• PROBLEM TO SOLVE: Print each record below word for word.

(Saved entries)
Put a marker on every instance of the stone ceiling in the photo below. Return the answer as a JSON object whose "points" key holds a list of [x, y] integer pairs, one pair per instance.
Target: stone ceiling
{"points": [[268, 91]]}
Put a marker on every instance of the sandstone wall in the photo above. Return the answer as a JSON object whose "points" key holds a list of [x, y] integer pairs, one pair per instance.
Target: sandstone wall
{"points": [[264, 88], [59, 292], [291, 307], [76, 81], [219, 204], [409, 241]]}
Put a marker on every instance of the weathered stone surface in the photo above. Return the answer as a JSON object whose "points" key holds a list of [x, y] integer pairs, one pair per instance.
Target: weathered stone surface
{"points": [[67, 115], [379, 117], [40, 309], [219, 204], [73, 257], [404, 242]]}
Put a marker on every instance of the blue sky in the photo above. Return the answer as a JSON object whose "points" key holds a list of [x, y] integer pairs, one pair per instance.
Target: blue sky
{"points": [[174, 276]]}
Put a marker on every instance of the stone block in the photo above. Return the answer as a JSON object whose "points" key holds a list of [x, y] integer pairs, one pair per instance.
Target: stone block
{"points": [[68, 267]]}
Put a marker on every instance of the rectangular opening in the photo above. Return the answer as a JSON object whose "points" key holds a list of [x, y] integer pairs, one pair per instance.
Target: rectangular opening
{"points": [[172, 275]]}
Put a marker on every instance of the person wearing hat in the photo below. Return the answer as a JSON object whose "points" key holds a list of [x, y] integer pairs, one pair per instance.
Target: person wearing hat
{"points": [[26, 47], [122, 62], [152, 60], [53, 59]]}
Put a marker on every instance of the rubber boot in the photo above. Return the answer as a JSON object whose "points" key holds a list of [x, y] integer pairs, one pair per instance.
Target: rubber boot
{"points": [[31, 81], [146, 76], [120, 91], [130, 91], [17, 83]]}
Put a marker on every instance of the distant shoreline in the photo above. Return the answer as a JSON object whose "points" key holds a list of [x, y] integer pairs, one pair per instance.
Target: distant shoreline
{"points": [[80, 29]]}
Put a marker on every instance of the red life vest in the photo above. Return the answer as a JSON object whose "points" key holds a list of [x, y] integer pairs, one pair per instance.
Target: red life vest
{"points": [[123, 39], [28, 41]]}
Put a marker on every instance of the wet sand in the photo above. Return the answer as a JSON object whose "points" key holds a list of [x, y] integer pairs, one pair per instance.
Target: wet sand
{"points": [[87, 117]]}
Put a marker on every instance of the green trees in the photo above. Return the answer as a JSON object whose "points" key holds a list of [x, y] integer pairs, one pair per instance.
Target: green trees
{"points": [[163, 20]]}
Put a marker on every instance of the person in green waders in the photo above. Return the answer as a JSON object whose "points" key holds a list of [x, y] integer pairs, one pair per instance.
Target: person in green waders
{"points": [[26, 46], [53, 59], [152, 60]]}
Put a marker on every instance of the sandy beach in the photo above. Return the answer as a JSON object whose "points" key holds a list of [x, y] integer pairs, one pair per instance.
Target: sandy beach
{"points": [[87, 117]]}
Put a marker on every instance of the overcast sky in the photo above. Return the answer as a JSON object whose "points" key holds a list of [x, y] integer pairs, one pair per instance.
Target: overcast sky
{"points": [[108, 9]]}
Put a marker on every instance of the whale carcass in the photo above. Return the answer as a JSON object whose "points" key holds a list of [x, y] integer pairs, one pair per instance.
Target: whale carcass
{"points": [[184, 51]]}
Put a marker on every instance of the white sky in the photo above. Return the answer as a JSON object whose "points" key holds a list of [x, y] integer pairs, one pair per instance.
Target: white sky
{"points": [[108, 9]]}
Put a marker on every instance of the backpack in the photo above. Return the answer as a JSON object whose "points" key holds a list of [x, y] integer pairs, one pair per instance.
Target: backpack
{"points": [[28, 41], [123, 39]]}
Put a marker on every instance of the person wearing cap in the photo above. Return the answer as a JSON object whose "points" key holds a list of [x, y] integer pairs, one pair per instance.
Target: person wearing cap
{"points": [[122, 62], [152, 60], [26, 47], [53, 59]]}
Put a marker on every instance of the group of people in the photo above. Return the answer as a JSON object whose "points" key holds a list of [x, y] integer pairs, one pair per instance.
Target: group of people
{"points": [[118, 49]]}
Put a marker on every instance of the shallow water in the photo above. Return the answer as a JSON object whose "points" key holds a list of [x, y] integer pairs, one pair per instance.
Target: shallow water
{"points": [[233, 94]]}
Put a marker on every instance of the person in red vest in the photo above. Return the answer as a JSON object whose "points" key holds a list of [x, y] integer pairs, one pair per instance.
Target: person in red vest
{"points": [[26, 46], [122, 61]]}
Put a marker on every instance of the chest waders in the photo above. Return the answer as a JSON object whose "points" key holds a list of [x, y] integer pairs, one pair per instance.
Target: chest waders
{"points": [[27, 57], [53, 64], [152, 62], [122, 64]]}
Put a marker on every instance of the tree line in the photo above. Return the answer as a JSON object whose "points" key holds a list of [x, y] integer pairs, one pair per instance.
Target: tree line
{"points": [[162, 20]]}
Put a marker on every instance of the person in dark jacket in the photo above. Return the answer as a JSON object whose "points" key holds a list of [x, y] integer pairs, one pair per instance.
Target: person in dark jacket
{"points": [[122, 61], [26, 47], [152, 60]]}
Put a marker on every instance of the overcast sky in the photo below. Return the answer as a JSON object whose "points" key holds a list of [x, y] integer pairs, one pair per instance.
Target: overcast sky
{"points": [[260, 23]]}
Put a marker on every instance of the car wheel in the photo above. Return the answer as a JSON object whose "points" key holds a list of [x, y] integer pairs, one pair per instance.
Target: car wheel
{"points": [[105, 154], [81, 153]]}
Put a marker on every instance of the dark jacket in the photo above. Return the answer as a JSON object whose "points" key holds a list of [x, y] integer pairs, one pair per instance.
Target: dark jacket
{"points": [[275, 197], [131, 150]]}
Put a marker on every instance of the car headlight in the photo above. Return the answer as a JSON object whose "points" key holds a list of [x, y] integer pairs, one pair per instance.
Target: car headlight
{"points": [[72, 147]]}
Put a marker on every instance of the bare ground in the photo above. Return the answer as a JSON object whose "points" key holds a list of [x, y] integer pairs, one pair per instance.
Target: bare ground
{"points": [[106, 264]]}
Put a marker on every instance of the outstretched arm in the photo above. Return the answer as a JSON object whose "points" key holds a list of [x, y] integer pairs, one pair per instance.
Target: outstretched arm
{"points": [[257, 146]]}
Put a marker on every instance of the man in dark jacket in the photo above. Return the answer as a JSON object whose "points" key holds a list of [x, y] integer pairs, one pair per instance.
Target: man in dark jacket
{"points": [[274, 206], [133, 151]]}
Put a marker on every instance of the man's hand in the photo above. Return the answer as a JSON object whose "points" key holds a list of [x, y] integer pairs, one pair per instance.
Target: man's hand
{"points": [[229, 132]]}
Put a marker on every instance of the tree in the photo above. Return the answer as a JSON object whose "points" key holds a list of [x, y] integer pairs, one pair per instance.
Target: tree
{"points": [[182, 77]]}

• EXERCISE ANSWER:
Put a marker on every instance of the stone ceiling in the photo below. Return the answer as a JSON object whose "points" key holds a list of [x, y] integer pairs, one pair per instance.
Target: stone ceiling
{"points": [[268, 91]]}
Put a marker on every instance of the sandstone wall in the photo above. Return the answer as a JSON object whose "points" key holds a list of [x, y] integer pairs, one pair per instance.
Target: sandstone wall
{"points": [[264, 88], [59, 292], [291, 307], [76, 81], [219, 204], [409, 241]]}
Put a marker on every instance of the weathered stone surface in the photo above. Return the answer as a JSON object whose "points" key holds a list of [x, y] integer pairs, one pair per instance.
Target: weathered stone surface
{"points": [[67, 115], [379, 117], [40, 309], [219, 204], [73, 257], [404, 242]]}
Put a marker on every instance of the blue sky in the photo above. Return the answer as a JSON object whose "points" key holds a list of [x, y] integer pairs, one pair per instance.
Target: blue sky
{"points": [[174, 276]]}
Put a marker on every instance of the stone block in the photo above. Return the answer as a JSON object whose "points" key holds a list of [x, y] integer pairs, one pair per instance.
Target: stone block
{"points": [[68, 267]]}
Put a marker on every instance of the rectangular opening in the photo above. Return the answer as a JSON object whose "points" key holds a list of [x, y] integer pairs, one pair per instance.
Target: rectangular opening
{"points": [[172, 275]]}
Put a marker on every instance of the person wearing hat in the photo below. Return the answer as a JSON object whose "points" key holds a list of [x, y] integer pairs, one pair per instance.
Target: person wearing hat
{"points": [[26, 47], [122, 62], [152, 60], [53, 59]]}
Put a marker on every instance of the rubber boot in the photo above. Return the answer as a JSON object whose "points" key holds a list of [x, y] integer pairs, one pair per instance.
Target: rubber boot
{"points": [[31, 81], [146, 76], [120, 91], [130, 91], [17, 83]]}
Put a marker on every instance of the distant shoreline in the photo above. Return the answer as a JSON object whose "points" key holds a list of [x, y] integer pairs, one pair per instance.
Target: distant shoreline
{"points": [[80, 29]]}
Put a marker on every instance of the red life vest in the photo above. Return the answer as a JSON object whose "points" key holds a list of [x, y] integer pairs, one pair per instance.
Target: red life vest
{"points": [[123, 39], [28, 41]]}
Put a marker on every instance of the wet sand in the photo above. Return the answer as a JSON object whose "points" key holds a list of [x, y] integer pairs, one pair per instance.
Target: wet sand
{"points": [[87, 117]]}
Put a marker on every instance of the green trees in the photo above. Return the answer as a JSON object whose "points" key holds a list of [x, y] integer pairs, one pair per instance.
Target: green trees
{"points": [[163, 20]]}
Put a marker on every instance of the person in green waders in the photo above. Return the answer as a JSON object whose "points" key holds a list of [x, y] integer pairs, one pair per instance.
Target: person in green waders
{"points": [[26, 46], [53, 59], [152, 60]]}
Put a marker on every instance of the sandy beach in the photo above. Return the answer as a JSON object whose "points" key holds a list of [x, y] integer pairs, one pair per instance.
Target: sandy beach
{"points": [[87, 117]]}
Put a marker on every instance of the overcast sky in the photo above. Return the answer as a JSON object whose "points" key holds a list of [x, y] integer pairs, one pair per instance.
Target: overcast sky
{"points": [[108, 9]]}
Put a marker on every instance of the whale carcass in the photo above. Return the answer as a JSON object whose "points" key holds a list of [x, y] integer pairs, one pair per instance.
Target: whale carcass
{"points": [[184, 51]]}
Put a marker on every instance of the white sky in the photo above. Return the answer as a JSON object whose "points" key holds a list of [x, y] integer pairs, one pair per instance.
Target: white sky
{"points": [[108, 9]]}
Put a marker on every instance of the backpack in the photo above. Return the answer as a JSON object whose "points" key holds a list of [x, y] integer pairs, one pair per instance.
Target: backpack
{"points": [[28, 41], [123, 39]]}
Put a marker on every instance of the person wearing cap in the photo above. Return the answer as a JSON object whose "points" key holds a list of [x, y] integer pairs, one pair per instance.
Target: person wearing cap
{"points": [[122, 62], [152, 60], [26, 47], [53, 59]]}
Put a marker on every instance of the group of people in the photo above. Return the answer as a JSON object whose "points" key holds a list of [x, y] integer pairs, one pair per instance.
Target: group of people
{"points": [[118, 49]]}
Put a marker on every instance of the shallow water in the photo above. Return the answer as a JSON object whose "points" key holds a list of [x, y] integer pairs, one pair per instance.
Target: shallow water
{"points": [[233, 94]]}
Put a marker on every instance of the person in red vest in the photo above. Return the answer as a JSON object whose "points" key holds a list of [x, y] integer pairs, one pair per instance.
Target: person in red vest
{"points": [[26, 46], [122, 61]]}
Put a marker on every instance of the chest waders in the photo above. Return the answer as a JSON object whose "points" key holds a list of [x, y] integer pairs, one pair per instance.
Target: chest waders
{"points": [[27, 57], [53, 64], [152, 62], [122, 64]]}
Put a marker on every instance of the tree line in the photo above. Return the answer as a JSON object whose "points" key holds a list of [x, y] integer pairs, one pair per instance.
Target: tree line
{"points": [[162, 20]]}
Put a marker on every instance of the person in dark jacket in the photo above. Return the answer as a JSON object whose "points" key holds a list of [x, y] integer pairs, one pair per instance.
Target: person in dark jacket
{"points": [[122, 61], [26, 47], [152, 60]]}
Put a marker on every instance of the overcast sky in the photo below. Return the answer as a JSON object whose "points" key holds a list of [x, y] integer pairs, one pair per instance.
Target: overcast sky
{"points": [[260, 23]]}
Put a marker on every instance of the car wheel in the photo above. Return the answer as a JSON object whose "points" key holds a list of [x, y] integer pairs, one pair per instance.
Target: car wheel
{"points": [[105, 154], [81, 153]]}
Put a marker on every instance of the dark jacket in the photo above. Return the answer as a JSON object whose "points" key holds a list of [x, y] integer pairs, one pair per instance.
Target: dark jacket
{"points": [[275, 197], [131, 150]]}
Put a marker on every instance of the car headlight in the photo above. Return the answer as a JSON object whose "points" key holds a list of [x, y] integer pairs, one pair per instance.
Target: car headlight
{"points": [[72, 147]]}
Put a marker on every instance of the bare ground in the photo above. Return the answer as a JSON object whose "points" key holds a list of [x, y] integer pairs, one pair per instance.
Target: bare ground
{"points": [[106, 264]]}
Put a marker on every instance of the outstretched arm in the photo above. Return the answer as a JSON object whose "points" key holds a list of [x, y] integer pairs, one pair per instance.
Target: outstretched arm
{"points": [[257, 146]]}
Put a marker on every instance of the man in dark jacket in the photo above. Return the answer as a JSON object whose "points" key holds a list of [x, y] integer pairs, one pair per instance.
Target: man in dark jacket
{"points": [[274, 206], [133, 151]]}
Put a marker on every instance of the man's hand in the photo above. Return the answer as a JSON object whose "points" key holds a list of [x, y] integer pairs, one pair per instance.
Target: man's hand
{"points": [[229, 132]]}
Put a marker on every instance of the tree in the photo above. Return the answer as a JSON object whose "points" key holds a list of [x, y] integer pairs, one pair per instance.
Target: tree
{"points": [[182, 77]]}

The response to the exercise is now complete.